▸ **Source text**:
◇ ◇ ◇
Next to the railing, a Hispanic man and his wife were seated, with their two teenage children seated on the opposite side of the train. He too observed the intoxicated woman from Ohio. We made eye contact and he raised his eyebrows at me as if to say take a look at that one. About that time, she leaned over the railing and asked him if she could sit on his lap because she really needed to sit down. “I don’t speak English,” he answered her, in perfect English.

That’s when I decided to move away from the woman from Ohio and her obnoxious short husband. I checked on my older daughter, who looked horrified, or, as my sister said, her eyes got huge and her mouth disappeared. My younger daughter was too exhausted to be disturbed. The next stop was ours, and nothing happened before we disembarked. It was a Christmas miracle, only a week later.

New Year’s Eve night on the subway train was more effective than any Scared Straight program. I bet my kids won’t even want a drop of Manischewitz on Passover after that display. And I want to thank that woman from Ohio. She might not be able to hold her liquor, but she sure did a bang-up job of keeping it down. While I might not win Parent of the Year for taking my kids to a concert on the biggest party night of the year, at least I could educate them on the dangers of intoxication. Scarring them for life is one way to get a lesson to stick, isn’t it?
◇ ◇ ◇
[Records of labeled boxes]
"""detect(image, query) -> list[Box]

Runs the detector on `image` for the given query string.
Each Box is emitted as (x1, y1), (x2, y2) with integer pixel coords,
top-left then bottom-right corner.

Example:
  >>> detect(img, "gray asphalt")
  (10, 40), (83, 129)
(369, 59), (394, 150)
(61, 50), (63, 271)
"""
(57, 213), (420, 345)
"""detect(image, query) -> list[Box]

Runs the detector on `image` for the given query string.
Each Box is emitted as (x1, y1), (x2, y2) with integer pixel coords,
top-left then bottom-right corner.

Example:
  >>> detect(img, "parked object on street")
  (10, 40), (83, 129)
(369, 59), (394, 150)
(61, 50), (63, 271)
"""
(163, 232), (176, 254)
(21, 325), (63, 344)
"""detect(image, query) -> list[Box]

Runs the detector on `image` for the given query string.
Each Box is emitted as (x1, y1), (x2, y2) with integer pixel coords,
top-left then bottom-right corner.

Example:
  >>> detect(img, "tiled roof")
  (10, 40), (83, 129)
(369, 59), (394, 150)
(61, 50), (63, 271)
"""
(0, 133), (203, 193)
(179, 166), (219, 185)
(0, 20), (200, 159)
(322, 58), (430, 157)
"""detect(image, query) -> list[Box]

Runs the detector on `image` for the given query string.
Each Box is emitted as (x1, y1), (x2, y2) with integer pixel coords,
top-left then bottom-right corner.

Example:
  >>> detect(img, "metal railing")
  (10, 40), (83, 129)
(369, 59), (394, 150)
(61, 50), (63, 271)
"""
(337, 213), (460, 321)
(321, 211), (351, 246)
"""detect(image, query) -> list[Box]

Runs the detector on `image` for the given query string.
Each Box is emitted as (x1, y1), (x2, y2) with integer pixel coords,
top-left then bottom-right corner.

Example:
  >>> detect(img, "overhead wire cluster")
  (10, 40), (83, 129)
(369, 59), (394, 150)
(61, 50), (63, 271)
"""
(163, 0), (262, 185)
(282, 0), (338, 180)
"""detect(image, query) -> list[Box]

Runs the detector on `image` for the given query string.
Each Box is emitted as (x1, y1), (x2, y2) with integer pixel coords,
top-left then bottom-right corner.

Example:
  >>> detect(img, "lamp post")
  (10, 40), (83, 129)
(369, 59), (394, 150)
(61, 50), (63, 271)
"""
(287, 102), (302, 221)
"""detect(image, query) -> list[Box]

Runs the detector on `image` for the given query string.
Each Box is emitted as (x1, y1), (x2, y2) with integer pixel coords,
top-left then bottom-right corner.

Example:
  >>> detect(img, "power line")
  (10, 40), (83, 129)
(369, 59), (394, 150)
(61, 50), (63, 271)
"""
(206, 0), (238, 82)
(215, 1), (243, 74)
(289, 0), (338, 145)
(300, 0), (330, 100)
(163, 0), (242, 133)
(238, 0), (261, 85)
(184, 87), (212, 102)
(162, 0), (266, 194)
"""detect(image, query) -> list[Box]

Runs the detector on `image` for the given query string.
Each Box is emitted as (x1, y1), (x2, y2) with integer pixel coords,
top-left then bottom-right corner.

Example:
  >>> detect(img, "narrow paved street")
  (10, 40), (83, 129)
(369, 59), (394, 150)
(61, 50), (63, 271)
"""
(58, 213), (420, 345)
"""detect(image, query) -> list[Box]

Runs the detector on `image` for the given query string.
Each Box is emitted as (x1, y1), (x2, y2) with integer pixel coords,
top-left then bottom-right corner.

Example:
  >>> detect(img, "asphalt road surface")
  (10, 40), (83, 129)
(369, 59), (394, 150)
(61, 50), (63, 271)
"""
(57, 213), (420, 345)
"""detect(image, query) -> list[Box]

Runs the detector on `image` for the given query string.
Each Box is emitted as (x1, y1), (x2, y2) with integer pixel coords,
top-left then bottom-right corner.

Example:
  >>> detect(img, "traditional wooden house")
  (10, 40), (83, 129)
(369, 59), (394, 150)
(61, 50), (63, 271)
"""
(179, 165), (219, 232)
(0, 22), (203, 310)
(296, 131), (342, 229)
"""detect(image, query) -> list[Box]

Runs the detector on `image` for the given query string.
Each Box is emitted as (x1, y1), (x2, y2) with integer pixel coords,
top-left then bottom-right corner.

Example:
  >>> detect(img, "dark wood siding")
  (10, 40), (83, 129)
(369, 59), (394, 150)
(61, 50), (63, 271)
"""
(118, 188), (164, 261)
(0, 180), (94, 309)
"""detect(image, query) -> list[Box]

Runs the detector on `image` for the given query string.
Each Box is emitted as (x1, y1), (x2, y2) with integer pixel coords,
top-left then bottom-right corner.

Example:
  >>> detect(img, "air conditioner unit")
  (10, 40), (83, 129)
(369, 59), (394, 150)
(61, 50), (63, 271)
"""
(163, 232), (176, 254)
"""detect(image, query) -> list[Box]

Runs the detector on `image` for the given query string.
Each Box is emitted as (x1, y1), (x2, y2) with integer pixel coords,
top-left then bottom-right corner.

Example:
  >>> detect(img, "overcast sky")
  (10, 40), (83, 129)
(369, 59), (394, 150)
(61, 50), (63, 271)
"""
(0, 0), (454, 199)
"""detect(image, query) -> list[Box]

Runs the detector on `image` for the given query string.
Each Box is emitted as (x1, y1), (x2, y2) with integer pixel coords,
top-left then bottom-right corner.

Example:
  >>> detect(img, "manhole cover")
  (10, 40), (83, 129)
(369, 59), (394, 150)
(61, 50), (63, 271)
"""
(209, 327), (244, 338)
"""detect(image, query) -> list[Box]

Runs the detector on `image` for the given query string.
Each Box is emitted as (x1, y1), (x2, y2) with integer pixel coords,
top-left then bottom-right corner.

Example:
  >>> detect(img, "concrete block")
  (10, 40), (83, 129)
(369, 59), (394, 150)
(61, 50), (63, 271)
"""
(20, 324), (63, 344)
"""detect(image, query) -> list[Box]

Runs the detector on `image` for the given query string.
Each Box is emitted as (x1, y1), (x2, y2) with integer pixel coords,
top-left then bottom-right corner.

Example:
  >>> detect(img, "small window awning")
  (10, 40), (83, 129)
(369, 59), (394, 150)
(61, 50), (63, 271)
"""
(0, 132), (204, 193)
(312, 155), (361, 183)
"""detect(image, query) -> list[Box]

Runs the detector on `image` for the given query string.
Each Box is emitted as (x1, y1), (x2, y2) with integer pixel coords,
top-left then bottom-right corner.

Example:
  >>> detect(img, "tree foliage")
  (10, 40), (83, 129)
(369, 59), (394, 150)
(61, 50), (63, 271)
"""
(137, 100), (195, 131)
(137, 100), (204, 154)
◇ ◇ ◇
▸ **What is asked**:
• 1. Which holidays are named in the essay?
• 2. Give each line of the listing, from its first line through the line containing "(21, 325), (63, 344)", as a row in a Markdown table with the columns No. and Line. Leave out blank lines.
The essay and the listing are unrelated to each other.

▸ **Final answers**:
• 1. Christmas, New Year's Eve, Passover

• 2.
| No. | Line |
|---|---|
| 1 | """detect(image, query) -> list[Box] |
| 2 | Runs the detector on `image` for the given query string. |
| 3 | Each Box is emitted as (x1, y1), (x2, y2) with integer pixel coords, |
| 4 | top-left then bottom-right corner. |
| 5 | Example: |
| 6 |   >>> detect(img, "gray asphalt") |
| 7 |   (10, 40), (83, 129) |
| 8 | (369, 59), (394, 150) |
| 9 | (61, 50), (63, 271) |
| 10 | """ |
| 11 | (57, 213), (420, 345) |
| 12 | """detect(image, query) -> list[Box] |
| 13 | Runs the detector on `image` for the given query string. |
| 14 | Each Box is emitted as (x1, y1), (x2, y2) with integer pixel coords, |
| 15 | top-left then bottom-right corner. |
| 16 | Example: |
| 17 |   >>> detect(img, "parked object on street") |
| 18 |   (10, 40), (83, 129) |
| 19 | (369, 59), (394, 150) |
| 20 | (61, 50), (63, 271) |
| 21 | """ |
| 22 | (163, 232), (176, 254) |
| 23 | (21, 325), (63, 344) |